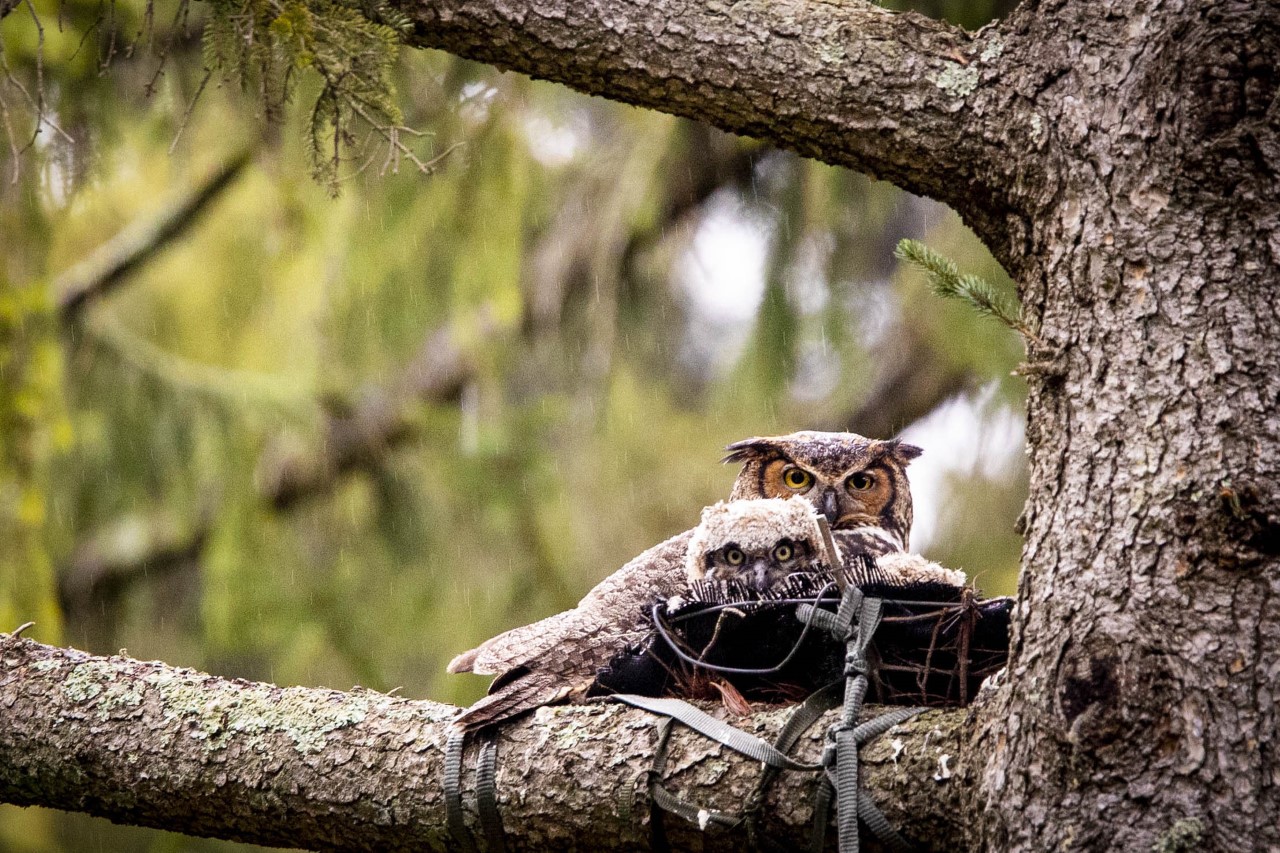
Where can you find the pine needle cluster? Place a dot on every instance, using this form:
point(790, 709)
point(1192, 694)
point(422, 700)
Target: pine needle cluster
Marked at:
point(947, 282)
point(265, 44)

+++

Request ▸ Print every line of the records above verbatim, leaving out the pictures.

Output for this task ▸
Where can you find the pine needle cluster? Place a dot on every instance, using this form:
point(790, 709)
point(1192, 694)
point(422, 700)
Target: pine needle cluster
Marked at:
point(947, 282)
point(265, 44)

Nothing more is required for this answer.